====== Available data ======
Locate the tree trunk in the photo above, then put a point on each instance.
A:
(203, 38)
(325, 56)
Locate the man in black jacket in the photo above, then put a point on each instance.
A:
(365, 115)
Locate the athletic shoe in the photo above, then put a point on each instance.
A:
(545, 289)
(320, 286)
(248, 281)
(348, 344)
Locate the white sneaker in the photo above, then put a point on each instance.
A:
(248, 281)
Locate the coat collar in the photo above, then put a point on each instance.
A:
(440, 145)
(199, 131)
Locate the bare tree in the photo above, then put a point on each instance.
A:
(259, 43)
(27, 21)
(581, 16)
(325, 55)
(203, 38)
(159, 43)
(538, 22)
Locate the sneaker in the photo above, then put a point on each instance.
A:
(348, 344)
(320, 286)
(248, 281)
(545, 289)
======
Rewrite every row above, replacing "instance" with "occurrence" and leaving everything else unchanged.

**Response for this exercise**
Locate the tree trunk in the photo above, then put a point on each occurrence.
A:
(203, 38)
(325, 56)
Locate the man in black jacket in the photo above, then put a point on each occurrence.
A:
(365, 115)
Locate the athletic shoe in the photo above, then put a point on each occurrence.
A:
(545, 289)
(320, 286)
(248, 281)
(348, 344)
Locate the white sneaker in the photo above, then put a point on each occurrence.
A:
(248, 281)
Locate the coat collar in the photo above, then put a point on each occurrence.
A:
(440, 145)
(199, 131)
Locate the bare tree in the photo above, then put a point on each occurrence.
A:
(259, 43)
(27, 21)
(581, 16)
(325, 55)
(203, 38)
(159, 43)
(538, 22)
Locate the sneaker in the photo above, then put a point on each occurrence.
A:
(348, 344)
(320, 286)
(248, 281)
(545, 289)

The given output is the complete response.